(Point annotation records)
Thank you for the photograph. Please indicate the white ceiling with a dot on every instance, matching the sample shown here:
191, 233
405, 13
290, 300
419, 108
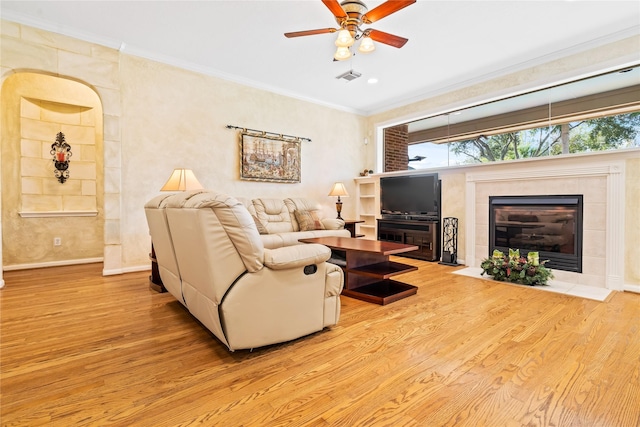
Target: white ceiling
451, 43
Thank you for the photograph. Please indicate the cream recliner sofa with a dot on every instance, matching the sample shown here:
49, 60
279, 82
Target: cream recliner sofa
278, 225
246, 295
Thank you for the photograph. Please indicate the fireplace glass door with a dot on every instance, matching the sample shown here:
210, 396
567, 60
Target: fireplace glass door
550, 225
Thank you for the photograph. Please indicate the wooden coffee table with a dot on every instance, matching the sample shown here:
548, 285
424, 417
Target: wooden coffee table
368, 269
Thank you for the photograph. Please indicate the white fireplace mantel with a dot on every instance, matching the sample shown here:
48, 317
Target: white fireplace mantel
612, 170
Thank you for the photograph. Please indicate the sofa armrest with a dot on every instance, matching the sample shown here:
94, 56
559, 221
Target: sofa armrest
295, 256
332, 223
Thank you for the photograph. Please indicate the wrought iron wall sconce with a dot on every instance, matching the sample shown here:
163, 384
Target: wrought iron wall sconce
61, 152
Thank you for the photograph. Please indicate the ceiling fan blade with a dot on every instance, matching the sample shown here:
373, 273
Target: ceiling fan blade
310, 32
335, 8
385, 9
386, 38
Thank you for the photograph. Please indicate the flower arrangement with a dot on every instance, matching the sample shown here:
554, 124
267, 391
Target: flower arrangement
516, 269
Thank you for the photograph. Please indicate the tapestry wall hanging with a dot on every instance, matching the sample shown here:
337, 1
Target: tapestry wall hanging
269, 158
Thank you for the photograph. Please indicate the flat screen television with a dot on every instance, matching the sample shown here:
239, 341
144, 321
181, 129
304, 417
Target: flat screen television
410, 196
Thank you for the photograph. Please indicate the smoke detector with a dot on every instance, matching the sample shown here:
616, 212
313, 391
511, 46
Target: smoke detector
349, 75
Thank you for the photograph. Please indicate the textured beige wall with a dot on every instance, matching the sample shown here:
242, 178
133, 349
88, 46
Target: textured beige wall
158, 117
632, 221
176, 118
35, 107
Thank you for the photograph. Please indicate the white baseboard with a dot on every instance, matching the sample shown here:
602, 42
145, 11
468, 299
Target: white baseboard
134, 269
51, 264
628, 287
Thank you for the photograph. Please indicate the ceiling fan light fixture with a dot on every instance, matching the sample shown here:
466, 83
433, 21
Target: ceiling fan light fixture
366, 45
344, 39
342, 53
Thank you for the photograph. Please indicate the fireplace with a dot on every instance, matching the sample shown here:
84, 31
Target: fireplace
550, 225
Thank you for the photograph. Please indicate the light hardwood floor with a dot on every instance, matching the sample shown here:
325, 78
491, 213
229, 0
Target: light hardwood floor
80, 349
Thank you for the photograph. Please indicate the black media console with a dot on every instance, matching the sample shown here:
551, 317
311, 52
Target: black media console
423, 233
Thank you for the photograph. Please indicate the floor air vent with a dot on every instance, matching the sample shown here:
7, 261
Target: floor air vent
349, 75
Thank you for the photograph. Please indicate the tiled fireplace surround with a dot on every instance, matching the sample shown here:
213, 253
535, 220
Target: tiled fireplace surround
602, 185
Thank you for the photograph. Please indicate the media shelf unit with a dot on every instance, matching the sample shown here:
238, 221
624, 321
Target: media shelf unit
425, 234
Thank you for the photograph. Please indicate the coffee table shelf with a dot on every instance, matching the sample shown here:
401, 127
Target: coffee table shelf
368, 269
382, 292
382, 270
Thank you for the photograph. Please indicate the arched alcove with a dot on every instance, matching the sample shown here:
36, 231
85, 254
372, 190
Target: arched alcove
36, 206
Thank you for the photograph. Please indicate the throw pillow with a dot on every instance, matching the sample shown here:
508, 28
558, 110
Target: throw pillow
261, 228
308, 220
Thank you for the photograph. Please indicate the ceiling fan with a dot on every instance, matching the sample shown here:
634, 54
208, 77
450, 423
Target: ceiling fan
350, 16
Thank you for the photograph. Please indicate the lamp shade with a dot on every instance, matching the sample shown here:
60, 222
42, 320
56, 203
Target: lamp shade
182, 180
339, 190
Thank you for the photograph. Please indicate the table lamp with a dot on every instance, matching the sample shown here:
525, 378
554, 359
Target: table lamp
339, 190
182, 180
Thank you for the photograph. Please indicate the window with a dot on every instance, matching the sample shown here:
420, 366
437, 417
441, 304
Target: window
577, 117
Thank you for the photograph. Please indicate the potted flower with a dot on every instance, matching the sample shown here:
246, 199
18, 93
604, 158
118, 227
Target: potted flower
516, 269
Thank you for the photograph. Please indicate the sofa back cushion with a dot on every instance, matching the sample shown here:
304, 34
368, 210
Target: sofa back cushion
303, 205
163, 245
274, 215
308, 220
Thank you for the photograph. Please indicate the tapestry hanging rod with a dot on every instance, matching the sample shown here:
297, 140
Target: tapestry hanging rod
265, 133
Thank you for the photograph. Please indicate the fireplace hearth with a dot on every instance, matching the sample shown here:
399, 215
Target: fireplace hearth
550, 225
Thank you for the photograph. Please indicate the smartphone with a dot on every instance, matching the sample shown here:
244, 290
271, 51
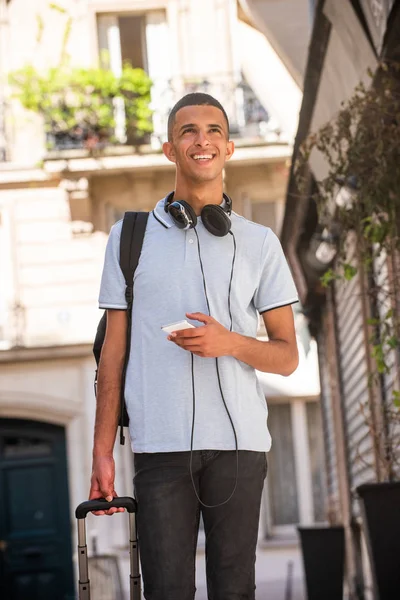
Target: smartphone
177, 326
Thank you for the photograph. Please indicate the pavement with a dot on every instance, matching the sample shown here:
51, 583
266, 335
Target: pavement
271, 590
279, 574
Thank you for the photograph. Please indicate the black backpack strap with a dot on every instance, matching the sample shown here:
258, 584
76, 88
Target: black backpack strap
132, 236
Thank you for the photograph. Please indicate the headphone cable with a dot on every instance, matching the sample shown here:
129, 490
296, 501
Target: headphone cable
219, 384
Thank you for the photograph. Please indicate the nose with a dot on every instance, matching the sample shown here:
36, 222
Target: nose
202, 139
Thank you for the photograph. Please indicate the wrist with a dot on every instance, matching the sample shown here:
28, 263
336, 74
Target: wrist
100, 451
235, 344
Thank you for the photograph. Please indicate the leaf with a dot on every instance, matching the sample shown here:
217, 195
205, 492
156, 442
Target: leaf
57, 7
349, 271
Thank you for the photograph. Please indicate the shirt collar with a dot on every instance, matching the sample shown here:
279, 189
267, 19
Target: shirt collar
162, 217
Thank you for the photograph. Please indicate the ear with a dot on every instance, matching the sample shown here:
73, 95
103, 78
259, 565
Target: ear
169, 151
230, 149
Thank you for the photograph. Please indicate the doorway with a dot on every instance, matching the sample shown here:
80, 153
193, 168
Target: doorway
35, 532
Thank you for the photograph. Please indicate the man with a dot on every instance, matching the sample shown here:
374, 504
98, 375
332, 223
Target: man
221, 283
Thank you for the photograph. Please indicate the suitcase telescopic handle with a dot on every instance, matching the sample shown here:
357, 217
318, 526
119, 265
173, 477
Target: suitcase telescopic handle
101, 504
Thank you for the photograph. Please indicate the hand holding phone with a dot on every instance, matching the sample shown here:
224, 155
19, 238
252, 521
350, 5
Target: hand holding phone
177, 326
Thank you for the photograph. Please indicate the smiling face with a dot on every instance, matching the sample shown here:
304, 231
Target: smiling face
199, 145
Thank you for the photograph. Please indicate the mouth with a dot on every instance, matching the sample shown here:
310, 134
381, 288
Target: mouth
203, 159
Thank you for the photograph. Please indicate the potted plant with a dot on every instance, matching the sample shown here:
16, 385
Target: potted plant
361, 147
79, 106
323, 553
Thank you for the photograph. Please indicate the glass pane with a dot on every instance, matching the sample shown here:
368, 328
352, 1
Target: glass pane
281, 467
25, 447
316, 449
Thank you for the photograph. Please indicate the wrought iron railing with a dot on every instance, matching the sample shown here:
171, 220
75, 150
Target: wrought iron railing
247, 116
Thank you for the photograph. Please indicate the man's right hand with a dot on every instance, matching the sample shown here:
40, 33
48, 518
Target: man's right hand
102, 483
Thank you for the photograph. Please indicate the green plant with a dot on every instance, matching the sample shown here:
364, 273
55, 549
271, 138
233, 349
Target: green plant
361, 147
78, 101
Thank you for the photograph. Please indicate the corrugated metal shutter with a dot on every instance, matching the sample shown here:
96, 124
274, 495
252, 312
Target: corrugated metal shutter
328, 426
353, 367
386, 270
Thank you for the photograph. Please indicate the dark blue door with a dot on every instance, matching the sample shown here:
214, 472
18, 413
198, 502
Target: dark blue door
35, 533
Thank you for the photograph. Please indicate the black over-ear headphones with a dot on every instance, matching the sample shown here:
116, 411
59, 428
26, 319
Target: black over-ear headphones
215, 218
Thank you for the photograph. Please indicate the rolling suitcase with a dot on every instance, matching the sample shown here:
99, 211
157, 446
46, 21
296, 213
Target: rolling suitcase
92, 505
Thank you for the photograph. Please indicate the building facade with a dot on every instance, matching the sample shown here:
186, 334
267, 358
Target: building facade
56, 208
348, 39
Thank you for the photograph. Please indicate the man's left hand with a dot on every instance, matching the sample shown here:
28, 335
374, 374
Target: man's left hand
209, 341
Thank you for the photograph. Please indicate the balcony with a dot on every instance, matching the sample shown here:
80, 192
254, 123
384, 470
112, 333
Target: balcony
250, 124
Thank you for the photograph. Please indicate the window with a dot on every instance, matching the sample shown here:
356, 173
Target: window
281, 467
124, 39
137, 38
265, 214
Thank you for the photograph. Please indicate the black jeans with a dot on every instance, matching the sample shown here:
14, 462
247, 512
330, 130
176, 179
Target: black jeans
168, 522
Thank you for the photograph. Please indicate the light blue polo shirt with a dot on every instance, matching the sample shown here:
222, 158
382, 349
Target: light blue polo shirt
168, 283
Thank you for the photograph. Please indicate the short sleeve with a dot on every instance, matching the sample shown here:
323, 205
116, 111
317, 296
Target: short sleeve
112, 287
276, 287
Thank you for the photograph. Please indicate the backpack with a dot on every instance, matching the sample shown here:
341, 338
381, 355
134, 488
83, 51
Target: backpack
131, 242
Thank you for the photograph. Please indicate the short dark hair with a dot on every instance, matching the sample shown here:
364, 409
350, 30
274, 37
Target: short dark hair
194, 99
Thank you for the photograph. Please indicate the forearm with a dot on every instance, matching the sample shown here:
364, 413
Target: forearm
273, 356
108, 403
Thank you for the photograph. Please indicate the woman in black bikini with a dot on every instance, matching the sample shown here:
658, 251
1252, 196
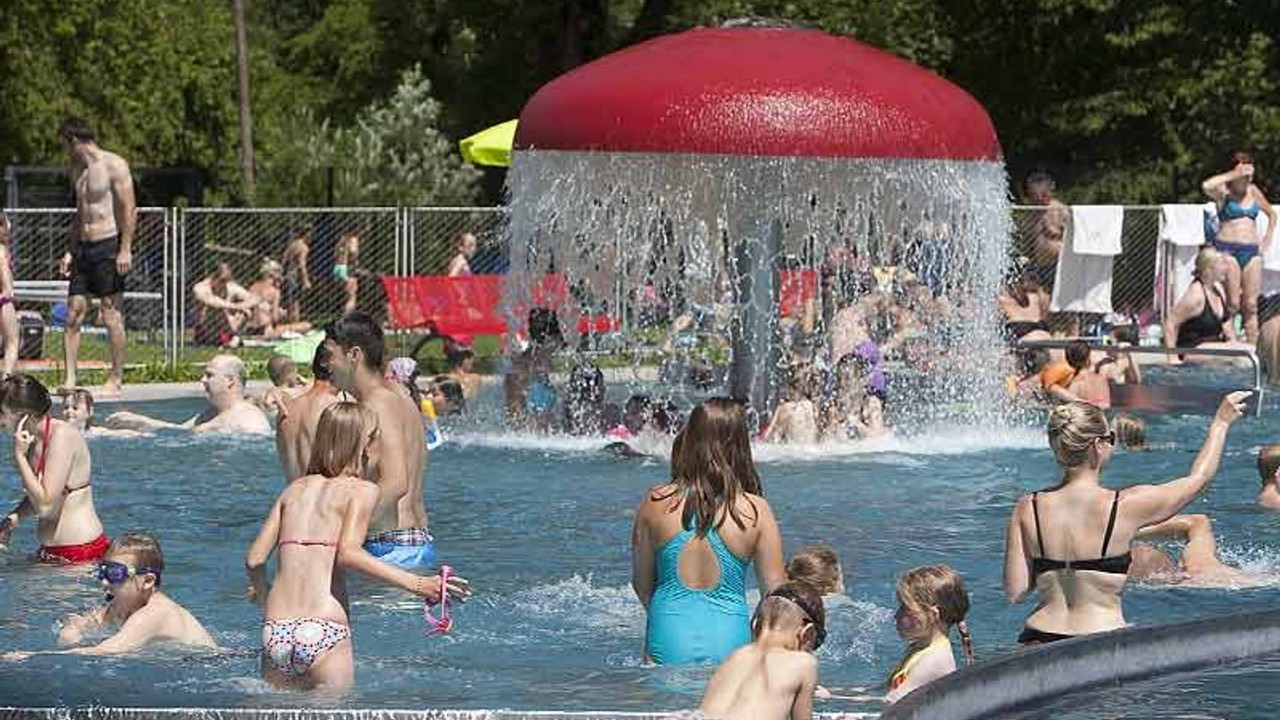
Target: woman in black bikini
1072, 542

__Work to complete__: Starting at the item line that contains "Thank you for the photograph. Please indicate the black jeans" and ending at the last of the items, reproduce those lines with every "backpack" swapped for "shoulder bag" and nothing else altered. Leave the pictures out of your output.

__Reply to the task__:
Thank you for the photograph. Please indicate the black jeans with a dot on every instance, matching the sample shown here:
14, 462
247, 512
330, 130
176, 179
Target: black jeans
168, 522
Thank you for the photograph. Please indicate the light blue polo shirt with a dot on every instance, matching the sample shown here:
222, 158
382, 349
Target: light blue polo shirt
168, 283
Thank you for the photograph. Please indicate the short sleeve with a dot on every instance, matching the sample shown here:
323, 205
116, 111
317, 296
Target: short sleeve
112, 287
276, 287
Thank you for the photograph. Please indicate the shoulder bag with a dot on every instance, matching the sample shown here:
341, 338
381, 355
134, 488
83, 51
Target: shoulder bag
131, 242
Thank you for the photograph. Please indicate the short dark hair with a dot on every instance, matching the sample shown here:
364, 409
350, 30
274, 37
Target: short dark hair
194, 99
Thank you for the photograph. Please indicate the forearm with a dot on every instance, matching the sample shown here:
364, 413
Target: forearm
273, 356
108, 403
Thank you for the photograph. Please indicate the woman in black bikini with a dot on every instance, matching the sample shown here:
658, 251
1252, 196
Target: woman in black bikini
1072, 542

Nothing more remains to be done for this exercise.